-- Requirement --
Determine how many lines in the records include "tree". Write the number and nothing more.

[[ Dataset entries open ]]

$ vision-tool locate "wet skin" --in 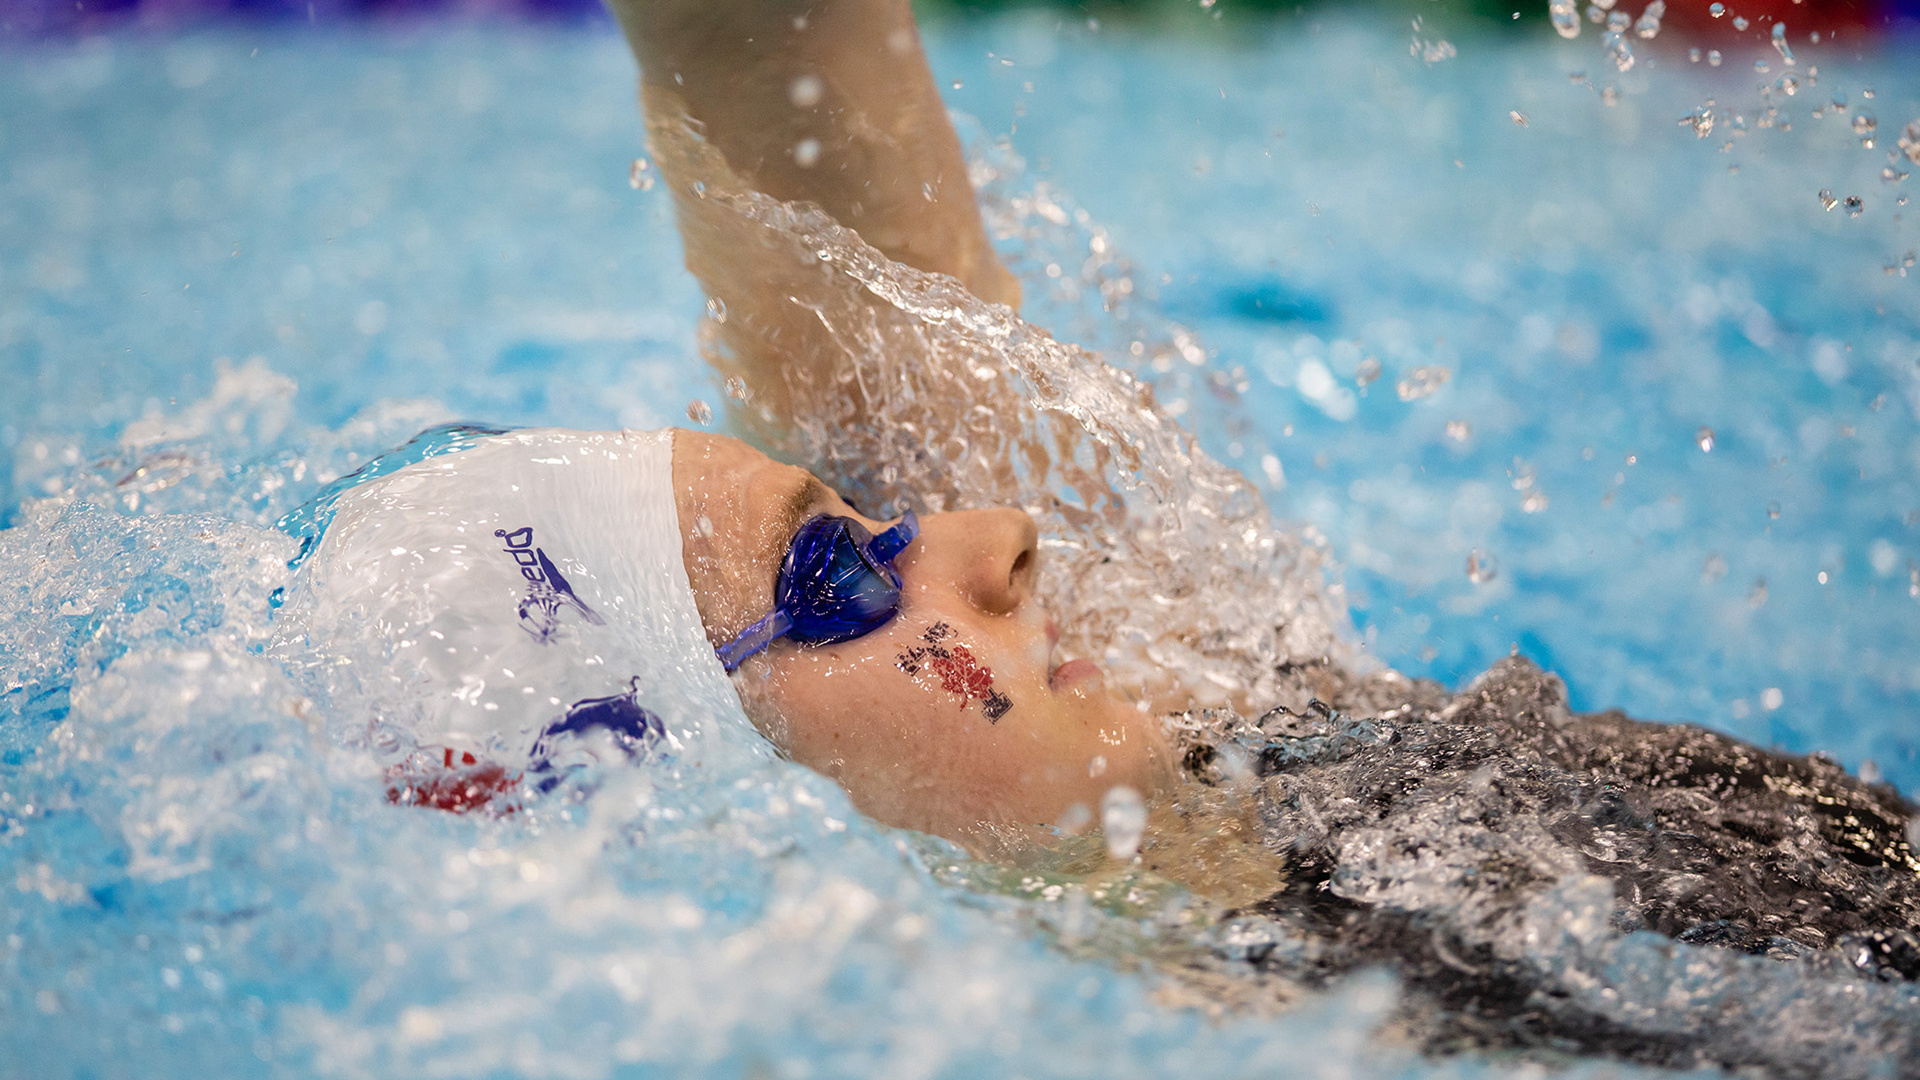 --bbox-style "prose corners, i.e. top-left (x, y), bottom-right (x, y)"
top-left (671, 430), bottom-right (1171, 843)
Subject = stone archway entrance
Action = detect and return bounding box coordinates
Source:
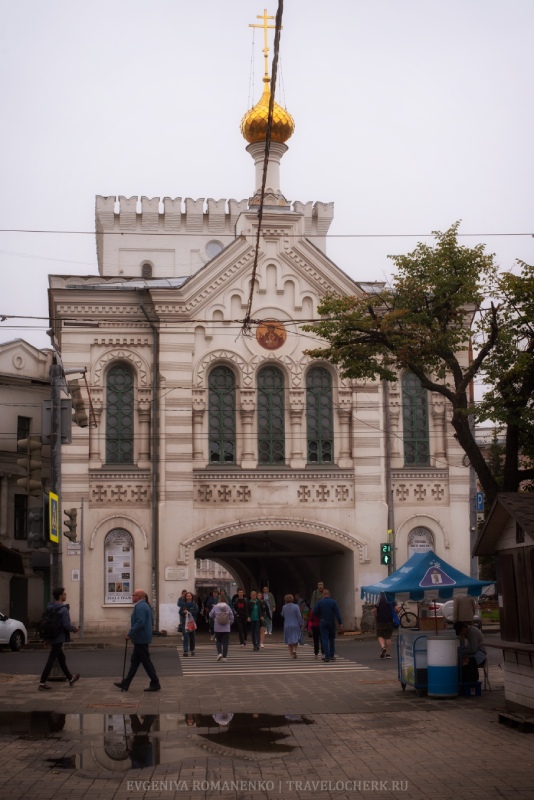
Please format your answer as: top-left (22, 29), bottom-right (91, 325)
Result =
top-left (187, 519), bottom-right (365, 628)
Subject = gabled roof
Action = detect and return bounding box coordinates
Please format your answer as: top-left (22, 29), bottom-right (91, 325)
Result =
top-left (474, 492), bottom-right (534, 556)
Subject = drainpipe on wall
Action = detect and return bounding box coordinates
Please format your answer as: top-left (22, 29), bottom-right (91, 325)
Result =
top-left (383, 379), bottom-right (396, 573)
top-left (139, 292), bottom-right (160, 631)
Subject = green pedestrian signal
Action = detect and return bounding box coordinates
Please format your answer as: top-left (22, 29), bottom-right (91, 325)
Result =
top-left (380, 543), bottom-right (392, 566)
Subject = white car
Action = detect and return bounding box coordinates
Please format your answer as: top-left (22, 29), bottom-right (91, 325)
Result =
top-left (427, 601), bottom-right (482, 630)
top-left (0, 612), bottom-right (28, 651)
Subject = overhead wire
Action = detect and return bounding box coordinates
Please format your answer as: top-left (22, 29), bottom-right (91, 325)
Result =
top-left (242, 0), bottom-right (285, 334)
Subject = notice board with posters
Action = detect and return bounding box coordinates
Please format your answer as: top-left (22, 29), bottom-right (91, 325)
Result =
top-left (104, 528), bottom-right (133, 604)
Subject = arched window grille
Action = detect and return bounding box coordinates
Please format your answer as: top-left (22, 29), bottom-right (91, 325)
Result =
top-left (106, 364), bottom-right (134, 464)
top-left (208, 366), bottom-right (236, 464)
top-left (257, 366), bottom-right (285, 464)
top-left (306, 367), bottom-right (334, 463)
top-left (402, 372), bottom-right (430, 466)
top-left (104, 528), bottom-right (133, 604)
top-left (141, 263), bottom-right (152, 279)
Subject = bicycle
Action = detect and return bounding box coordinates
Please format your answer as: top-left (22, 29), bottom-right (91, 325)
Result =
top-left (397, 602), bottom-right (418, 629)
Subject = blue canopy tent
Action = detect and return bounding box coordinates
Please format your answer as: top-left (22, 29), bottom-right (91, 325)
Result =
top-left (360, 550), bottom-right (493, 604)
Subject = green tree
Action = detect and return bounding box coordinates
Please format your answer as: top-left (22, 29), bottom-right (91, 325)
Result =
top-left (304, 222), bottom-right (534, 508)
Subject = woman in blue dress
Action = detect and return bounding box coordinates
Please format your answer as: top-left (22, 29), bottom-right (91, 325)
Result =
top-left (281, 594), bottom-right (303, 659)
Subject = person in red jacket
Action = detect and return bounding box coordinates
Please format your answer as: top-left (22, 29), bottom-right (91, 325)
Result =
top-left (307, 607), bottom-right (324, 659)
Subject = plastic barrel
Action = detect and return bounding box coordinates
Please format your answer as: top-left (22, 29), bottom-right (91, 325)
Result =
top-left (427, 635), bottom-right (458, 698)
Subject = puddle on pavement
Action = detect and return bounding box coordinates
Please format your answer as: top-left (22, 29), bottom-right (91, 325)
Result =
top-left (0, 712), bottom-right (314, 773)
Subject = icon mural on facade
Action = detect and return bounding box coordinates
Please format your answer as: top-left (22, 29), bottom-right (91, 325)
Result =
top-left (256, 320), bottom-right (286, 350)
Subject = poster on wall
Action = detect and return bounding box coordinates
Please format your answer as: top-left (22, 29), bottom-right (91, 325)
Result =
top-left (104, 529), bottom-right (133, 604)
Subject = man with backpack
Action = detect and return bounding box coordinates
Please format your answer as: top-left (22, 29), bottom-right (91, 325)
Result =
top-left (38, 587), bottom-right (80, 691)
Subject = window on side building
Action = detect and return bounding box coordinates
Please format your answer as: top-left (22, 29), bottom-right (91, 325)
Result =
top-left (13, 495), bottom-right (28, 540)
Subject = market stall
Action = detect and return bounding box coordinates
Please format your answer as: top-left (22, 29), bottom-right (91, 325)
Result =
top-left (361, 551), bottom-right (493, 696)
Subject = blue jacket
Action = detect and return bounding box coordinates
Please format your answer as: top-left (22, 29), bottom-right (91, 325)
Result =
top-left (128, 599), bottom-right (153, 644)
top-left (47, 601), bottom-right (77, 645)
top-left (312, 597), bottom-right (342, 626)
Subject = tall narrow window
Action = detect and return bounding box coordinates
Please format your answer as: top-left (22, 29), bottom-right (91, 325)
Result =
top-left (258, 366), bottom-right (285, 464)
top-left (208, 366), bottom-right (236, 464)
top-left (17, 416), bottom-right (31, 451)
top-left (402, 372), bottom-right (430, 466)
top-left (13, 495), bottom-right (28, 540)
top-left (306, 367), bottom-right (334, 463)
top-left (106, 364), bottom-right (134, 464)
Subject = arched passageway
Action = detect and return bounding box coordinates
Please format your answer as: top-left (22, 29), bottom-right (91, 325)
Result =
top-left (193, 526), bottom-right (359, 627)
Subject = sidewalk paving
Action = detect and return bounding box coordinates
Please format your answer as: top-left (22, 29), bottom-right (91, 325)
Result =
top-left (0, 628), bottom-right (530, 800)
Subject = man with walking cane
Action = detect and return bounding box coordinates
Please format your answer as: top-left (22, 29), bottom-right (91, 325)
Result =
top-left (114, 589), bottom-right (161, 692)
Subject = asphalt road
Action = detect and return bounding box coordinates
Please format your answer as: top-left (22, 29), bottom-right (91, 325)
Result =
top-left (0, 630), bottom-right (503, 678)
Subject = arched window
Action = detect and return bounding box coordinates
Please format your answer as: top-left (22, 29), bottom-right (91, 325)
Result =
top-left (106, 364), bottom-right (134, 464)
top-left (208, 366), bottom-right (236, 464)
top-left (141, 262), bottom-right (152, 279)
top-left (306, 367), bottom-right (333, 463)
top-left (257, 366), bottom-right (285, 464)
top-left (104, 529), bottom-right (133, 604)
top-left (402, 372), bottom-right (430, 466)
top-left (407, 527), bottom-right (435, 558)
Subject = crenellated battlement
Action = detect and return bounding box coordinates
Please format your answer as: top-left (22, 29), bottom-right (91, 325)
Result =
top-left (95, 195), bottom-right (334, 278)
top-left (96, 195), bottom-right (333, 232)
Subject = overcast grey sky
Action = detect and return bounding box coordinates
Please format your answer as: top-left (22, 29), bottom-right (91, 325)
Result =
top-left (1, 0), bottom-right (532, 349)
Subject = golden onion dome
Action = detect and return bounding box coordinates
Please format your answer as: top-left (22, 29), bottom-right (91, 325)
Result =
top-left (240, 78), bottom-right (295, 144)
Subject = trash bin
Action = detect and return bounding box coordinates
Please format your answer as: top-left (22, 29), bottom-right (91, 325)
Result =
top-left (427, 634), bottom-right (458, 698)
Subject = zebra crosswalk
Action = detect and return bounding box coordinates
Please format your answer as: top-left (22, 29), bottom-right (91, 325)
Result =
top-left (178, 642), bottom-right (369, 676)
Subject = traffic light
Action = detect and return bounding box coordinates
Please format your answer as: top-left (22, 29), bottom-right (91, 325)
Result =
top-left (27, 508), bottom-right (46, 548)
top-left (69, 380), bottom-right (89, 428)
top-left (64, 508), bottom-right (78, 541)
top-left (16, 436), bottom-right (43, 497)
top-left (380, 542), bottom-right (392, 566)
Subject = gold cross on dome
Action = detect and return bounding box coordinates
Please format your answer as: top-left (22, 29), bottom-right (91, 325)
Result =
top-left (249, 9), bottom-right (282, 79)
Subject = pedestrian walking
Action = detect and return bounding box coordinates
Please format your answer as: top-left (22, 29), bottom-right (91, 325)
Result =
top-left (247, 590), bottom-right (264, 651)
top-left (209, 597), bottom-right (234, 661)
top-left (310, 581), bottom-right (324, 610)
top-left (308, 607), bottom-right (324, 658)
top-left (179, 592), bottom-right (199, 657)
top-left (176, 589), bottom-right (187, 633)
top-left (231, 588), bottom-right (249, 647)
top-left (257, 591), bottom-right (272, 649)
top-left (38, 587), bottom-right (80, 691)
top-left (312, 589), bottom-right (342, 663)
top-left (114, 589), bottom-right (161, 692)
top-left (262, 585), bottom-right (276, 634)
top-left (281, 594), bottom-right (303, 659)
top-left (204, 589), bottom-right (219, 640)
top-left (373, 592), bottom-right (400, 660)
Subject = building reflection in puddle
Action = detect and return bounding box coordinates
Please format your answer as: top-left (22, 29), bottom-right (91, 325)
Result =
top-left (0, 712), bottom-right (314, 774)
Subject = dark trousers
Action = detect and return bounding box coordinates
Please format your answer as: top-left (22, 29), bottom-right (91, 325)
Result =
top-left (40, 643), bottom-right (72, 683)
top-left (215, 631), bottom-right (230, 657)
top-left (183, 629), bottom-right (196, 653)
top-left (250, 620), bottom-right (261, 649)
top-left (123, 643), bottom-right (160, 688)
top-left (320, 621), bottom-right (336, 660)
top-left (311, 626), bottom-right (324, 656)
top-left (235, 616), bottom-right (248, 644)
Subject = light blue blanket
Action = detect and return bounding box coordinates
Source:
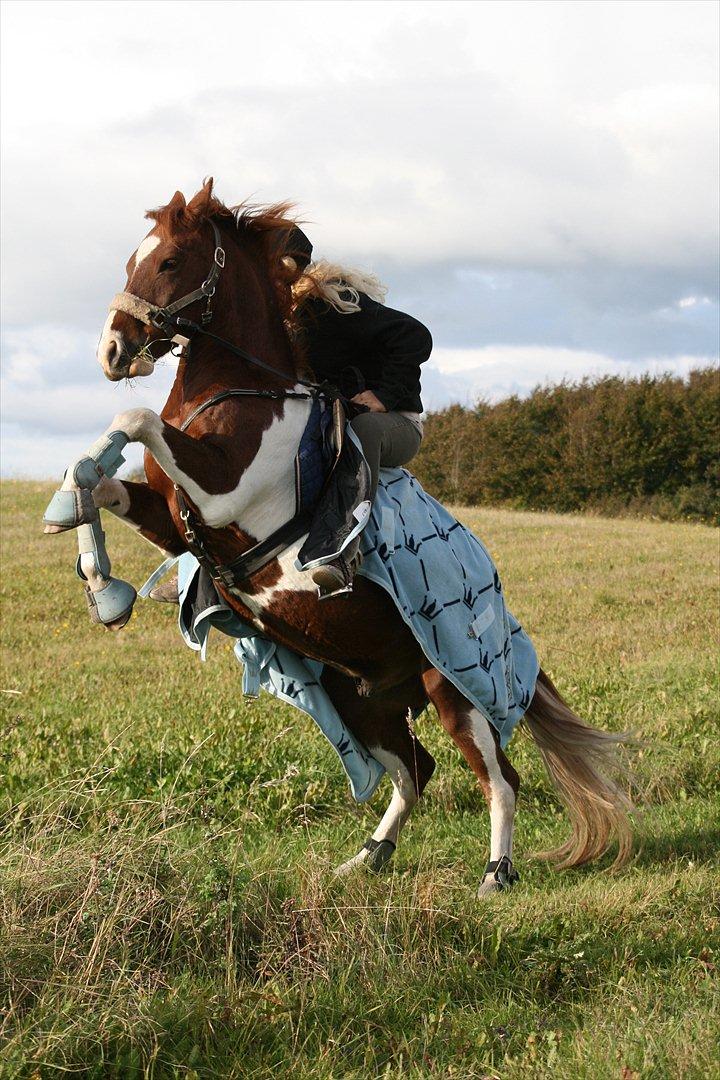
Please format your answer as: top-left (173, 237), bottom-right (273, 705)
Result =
top-left (358, 470), bottom-right (538, 746)
top-left (141, 467), bottom-right (538, 801)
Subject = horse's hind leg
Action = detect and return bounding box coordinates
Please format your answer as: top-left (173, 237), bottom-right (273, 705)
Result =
top-left (423, 668), bottom-right (520, 896)
top-left (320, 668), bottom-right (435, 874)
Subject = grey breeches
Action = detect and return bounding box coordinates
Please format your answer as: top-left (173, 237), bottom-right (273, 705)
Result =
top-left (349, 411), bottom-right (422, 501)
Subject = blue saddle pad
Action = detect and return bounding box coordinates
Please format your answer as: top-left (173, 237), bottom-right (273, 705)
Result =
top-left (295, 398), bottom-right (335, 513)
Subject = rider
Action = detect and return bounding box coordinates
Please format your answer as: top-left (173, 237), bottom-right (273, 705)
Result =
top-left (282, 226), bottom-right (432, 593)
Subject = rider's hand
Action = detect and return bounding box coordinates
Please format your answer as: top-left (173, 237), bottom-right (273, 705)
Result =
top-left (351, 390), bottom-right (387, 413)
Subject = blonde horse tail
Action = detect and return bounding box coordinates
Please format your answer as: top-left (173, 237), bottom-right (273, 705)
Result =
top-left (523, 668), bottom-right (635, 868)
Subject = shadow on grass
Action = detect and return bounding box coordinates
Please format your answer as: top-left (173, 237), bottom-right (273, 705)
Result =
top-left (631, 823), bottom-right (720, 869)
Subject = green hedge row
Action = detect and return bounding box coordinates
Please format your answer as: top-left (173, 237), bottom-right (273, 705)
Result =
top-left (413, 367), bottom-right (719, 523)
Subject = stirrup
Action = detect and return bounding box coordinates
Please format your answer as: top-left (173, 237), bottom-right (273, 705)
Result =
top-left (312, 554), bottom-right (358, 600)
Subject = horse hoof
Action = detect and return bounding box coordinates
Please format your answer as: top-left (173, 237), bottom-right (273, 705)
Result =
top-left (84, 579), bottom-right (136, 630)
top-left (477, 855), bottom-right (519, 897)
top-left (104, 609), bottom-right (134, 632)
top-left (333, 856), bottom-right (363, 878)
top-left (477, 876), bottom-right (504, 897)
top-left (333, 838), bottom-right (397, 877)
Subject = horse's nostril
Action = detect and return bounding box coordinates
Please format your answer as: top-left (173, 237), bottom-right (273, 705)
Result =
top-left (105, 339), bottom-right (119, 365)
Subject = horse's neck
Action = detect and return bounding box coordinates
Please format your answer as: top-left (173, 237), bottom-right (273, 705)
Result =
top-left (168, 321), bottom-right (312, 543)
top-left (227, 389), bottom-right (312, 541)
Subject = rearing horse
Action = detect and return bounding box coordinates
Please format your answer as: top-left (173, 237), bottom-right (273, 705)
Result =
top-left (45, 181), bottom-right (633, 894)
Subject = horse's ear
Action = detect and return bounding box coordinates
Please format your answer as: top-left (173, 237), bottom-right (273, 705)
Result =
top-left (187, 178), bottom-right (215, 221)
top-left (164, 190), bottom-right (188, 228)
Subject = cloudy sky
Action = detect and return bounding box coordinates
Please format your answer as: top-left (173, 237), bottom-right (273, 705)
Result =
top-left (1, 0), bottom-right (718, 476)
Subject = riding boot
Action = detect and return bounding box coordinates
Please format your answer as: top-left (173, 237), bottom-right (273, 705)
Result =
top-left (311, 541), bottom-right (362, 599)
top-left (149, 574), bottom-right (180, 604)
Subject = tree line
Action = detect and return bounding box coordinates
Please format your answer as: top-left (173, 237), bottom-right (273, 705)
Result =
top-left (412, 367), bottom-right (719, 523)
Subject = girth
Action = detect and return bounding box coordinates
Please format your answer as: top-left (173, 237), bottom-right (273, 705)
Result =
top-left (175, 483), bottom-right (314, 590)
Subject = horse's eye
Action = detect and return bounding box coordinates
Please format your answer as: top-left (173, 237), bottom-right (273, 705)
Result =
top-left (159, 258), bottom-right (178, 273)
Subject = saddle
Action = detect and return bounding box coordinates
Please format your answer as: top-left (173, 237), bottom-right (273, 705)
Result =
top-left (294, 394), bottom-right (372, 572)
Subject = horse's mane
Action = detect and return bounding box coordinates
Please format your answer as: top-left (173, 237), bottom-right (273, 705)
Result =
top-left (146, 182), bottom-right (300, 325)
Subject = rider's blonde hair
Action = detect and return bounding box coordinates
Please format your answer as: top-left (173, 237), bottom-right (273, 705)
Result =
top-left (290, 259), bottom-right (388, 313)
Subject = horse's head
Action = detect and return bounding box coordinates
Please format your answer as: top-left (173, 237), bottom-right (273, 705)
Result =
top-left (97, 179), bottom-right (297, 382)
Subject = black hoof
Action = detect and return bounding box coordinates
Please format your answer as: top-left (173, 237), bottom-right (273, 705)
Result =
top-left (478, 855), bottom-right (519, 897)
top-left (363, 837), bottom-right (396, 872)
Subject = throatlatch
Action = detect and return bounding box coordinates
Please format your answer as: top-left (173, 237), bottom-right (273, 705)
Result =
top-left (43, 431), bottom-right (137, 628)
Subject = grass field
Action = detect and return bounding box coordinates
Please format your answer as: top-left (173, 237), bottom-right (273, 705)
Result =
top-left (1, 481), bottom-right (718, 1078)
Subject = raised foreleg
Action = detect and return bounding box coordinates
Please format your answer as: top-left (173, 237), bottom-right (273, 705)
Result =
top-left (95, 408), bottom-right (239, 527)
top-left (42, 412), bottom-right (202, 627)
top-left (47, 407), bottom-right (238, 524)
top-left (423, 668), bottom-right (520, 896)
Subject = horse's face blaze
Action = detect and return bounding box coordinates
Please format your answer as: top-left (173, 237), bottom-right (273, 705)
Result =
top-left (98, 193), bottom-right (218, 380)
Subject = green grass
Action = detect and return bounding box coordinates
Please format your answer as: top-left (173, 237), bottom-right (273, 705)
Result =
top-left (1, 481), bottom-right (718, 1079)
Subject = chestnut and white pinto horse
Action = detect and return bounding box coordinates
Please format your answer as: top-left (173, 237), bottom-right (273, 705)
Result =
top-left (45, 182), bottom-right (633, 893)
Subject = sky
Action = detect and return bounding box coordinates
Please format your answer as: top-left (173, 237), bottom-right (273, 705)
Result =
top-left (1, 0), bottom-right (718, 476)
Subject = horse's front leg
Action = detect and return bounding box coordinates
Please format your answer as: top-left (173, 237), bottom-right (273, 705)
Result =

[[ Dataset entries closed ]]

-- Output for this exercise --
2